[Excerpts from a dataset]
——

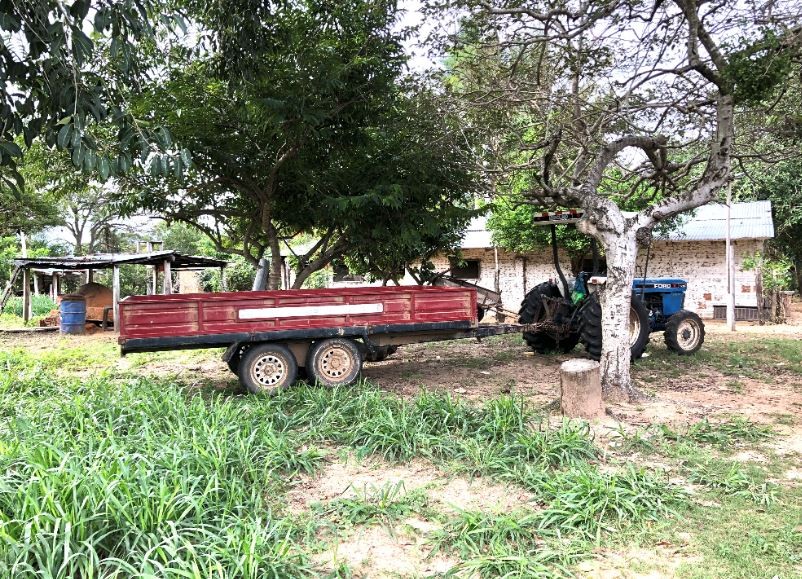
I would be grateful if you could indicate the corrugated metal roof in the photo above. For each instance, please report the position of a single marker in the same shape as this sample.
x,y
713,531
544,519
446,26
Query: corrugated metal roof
x,y
750,220
108,260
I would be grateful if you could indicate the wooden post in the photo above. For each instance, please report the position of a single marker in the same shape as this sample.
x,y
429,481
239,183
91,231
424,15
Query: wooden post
x,y
115,296
168,278
154,280
730,264
580,389
26,294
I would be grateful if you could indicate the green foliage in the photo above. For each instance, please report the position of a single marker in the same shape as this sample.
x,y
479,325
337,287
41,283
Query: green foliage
x,y
732,478
138,480
775,272
758,67
61,83
513,229
239,276
346,151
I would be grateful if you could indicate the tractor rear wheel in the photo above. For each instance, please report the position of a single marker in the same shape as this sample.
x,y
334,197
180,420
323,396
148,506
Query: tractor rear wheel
x,y
532,312
685,333
590,332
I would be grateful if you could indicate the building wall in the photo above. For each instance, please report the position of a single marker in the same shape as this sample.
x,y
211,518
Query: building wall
x,y
518,273
701,263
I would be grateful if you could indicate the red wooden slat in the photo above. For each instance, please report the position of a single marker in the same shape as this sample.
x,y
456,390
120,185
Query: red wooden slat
x,y
194,314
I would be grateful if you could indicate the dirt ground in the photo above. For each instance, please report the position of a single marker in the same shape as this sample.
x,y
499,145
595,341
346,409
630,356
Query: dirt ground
x,y
478,370
676,394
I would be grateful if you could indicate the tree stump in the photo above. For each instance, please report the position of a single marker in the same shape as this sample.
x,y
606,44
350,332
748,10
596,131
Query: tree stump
x,y
580,389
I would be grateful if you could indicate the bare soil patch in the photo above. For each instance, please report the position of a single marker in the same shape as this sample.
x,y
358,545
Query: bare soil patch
x,y
346,478
381,552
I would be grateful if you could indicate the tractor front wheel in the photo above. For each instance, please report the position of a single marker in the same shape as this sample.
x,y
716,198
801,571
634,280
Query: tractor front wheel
x,y
685,333
533,311
591,329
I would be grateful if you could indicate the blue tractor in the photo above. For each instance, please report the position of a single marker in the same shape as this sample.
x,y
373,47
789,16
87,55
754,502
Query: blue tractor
x,y
559,322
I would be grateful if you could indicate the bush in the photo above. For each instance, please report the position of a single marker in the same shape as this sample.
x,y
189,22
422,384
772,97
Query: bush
x,y
40,305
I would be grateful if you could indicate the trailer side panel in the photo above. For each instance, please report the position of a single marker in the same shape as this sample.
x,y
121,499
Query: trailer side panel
x,y
251,313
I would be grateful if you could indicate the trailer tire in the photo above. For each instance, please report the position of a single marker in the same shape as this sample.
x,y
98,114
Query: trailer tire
x,y
685,333
267,368
532,312
334,362
590,332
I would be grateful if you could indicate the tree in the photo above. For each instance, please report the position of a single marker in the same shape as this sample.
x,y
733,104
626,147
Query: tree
x,y
780,184
599,96
72,198
314,137
68,67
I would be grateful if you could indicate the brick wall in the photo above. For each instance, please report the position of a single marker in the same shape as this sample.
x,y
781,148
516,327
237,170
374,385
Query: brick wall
x,y
702,263
699,262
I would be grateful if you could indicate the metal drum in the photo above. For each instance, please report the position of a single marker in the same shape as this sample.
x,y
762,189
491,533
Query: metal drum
x,y
72,314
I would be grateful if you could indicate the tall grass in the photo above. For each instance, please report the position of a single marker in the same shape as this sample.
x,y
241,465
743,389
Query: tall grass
x,y
128,477
40,305
118,476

——

## [WHAT THE TASK REQUIRES]
Write out the data again word for word, minus any images.

## [SOLUTION BELOW]
I would be grateful if you could indicate the corrugated metal roof in the photo above. For each instance, please report the position of a single marker in the same shape as this sample.
x,y
713,531
544,519
446,26
Query: corrugated metal roof
x,y
750,220
108,260
I would be grateful if you could indicate the wooden post in the photo above. For each instance, please report the position of a single marker in the same shape as this sample.
x,y
429,481
239,183
91,231
424,15
Query: wooden post
x,y
115,296
168,278
154,280
730,264
580,389
26,294
I would be grateful if you could indicate the green foliage in the photo above. For each instance, please report the position of a single marker in the same shape as this sample.
x,y
479,325
337,287
41,283
Query: green foliage
x,y
732,478
138,480
775,272
758,67
61,83
513,229
239,276
346,151
I would be grateful if you could indicate the tractor rear wheel in the photo above. For each instance, please report the position of a single marker in the same shape as this sample.
x,y
334,197
180,420
323,396
148,506
Query: tractor rear wheel
x,y
532,312
685,333
590,332
I would be grateful if you could indicate the building wall in the photo above. For each instance, please report the position of a single marker in the same shape as this sample.
x,y
211,518
Query: building wall
x,y
518,273
701,263
I would be grateful if you could indicate the red wooden slat in the photo above. For each instance, please report the position of a single marker in the same shape as this sample.
x,y
456,390
120,185
Query: red wooden slat
x,y
194,314
I would be grateful if you could indicate the dirt ground in the photo above. For each instance, please report the position of a single marker in the same shape as this sample.
x,y
499,145
595,341
346,409
630,356
Query: dirt ground
x,y
478,370
676,394
I would be grateful if you could indicate the tree stump in the photo above. For each instance, please report the position of a single marker in the same shape as this sample.
x,y
606,44
350,332
748,10
596,131
Query: tree stump
x,y
580,389
I would be grateful if you could indicate the bare soil patch in the photo above. For each instance, please report the position of a single marker in the same shape as this sample.
x,y
358,545
Query: bare soil patch
x,y
346,478
381,552
I would be grateful if you could indicate the tractor front wheel in the photo above. For each instance, please report the position of a single marker in the same shape as this sample.
x,y
716,198
801,571
634,280
Query: tractor front wheel
x,y
685,333
533,311
591,329
I would be grateful if you could indicate the blue tractor in the photo above. For each instance, please report the position of a single marker in the same shape as this sample.
x,y
373,47
789,16
87,55
754,502
Query: blue tractor
x,y
559,322
I would be grateful if you could indicate the bush in the photo above. For each instance, please report the position of a single marker in the same shape as this sample.
x,y
189,22
422,384
772,97
Query: bush
x,y
40,305
I would be grateful if you could indicate the trailer side panel in the photo above. For each instance, please report the position of a single marker in the same shape as this sample.
x,y
121,499
Query: trailer side panel
x,y
251,313
I would be grateful if you could indicate the trailer tire in the photo above. For each instance, please report the position of a single marker in the same shape as this sample.
x,y
98,114
Query: trailer tire
x,y
685,333
267,368
532,312
334,362
590,332
I would be grateful if you could indicate the tree in the photo above. For each instance, please report the position of a single marker in the same shape as this sample.
x,y
733,104
626,147
Query: tree
x,y
780,184
599,96
72,198
314,137
68,67
I would be grateful if you could indicate the brick wall in the photo above. For each instance, please report the position of a single marker in the same shape as this sample.
x,y
781,148
516,327
237,170
374,385
Query: brick wall
x,y
702,263
699,262
I would be grateful if you could indicate the metal drum in the photo above. For each instance, please report the position of a single marker in the same shape as this sample.
x,y
762,189
491,533
Query: metal drum
x,y
72,314
I would be grateful if you could indicate the tall grass in the photo above. For each instance, please report the position of a single marker in the same shape as this sample.
x,y
241,465
743,389
Query: tall grass
x,y
128,477
40,305
118,476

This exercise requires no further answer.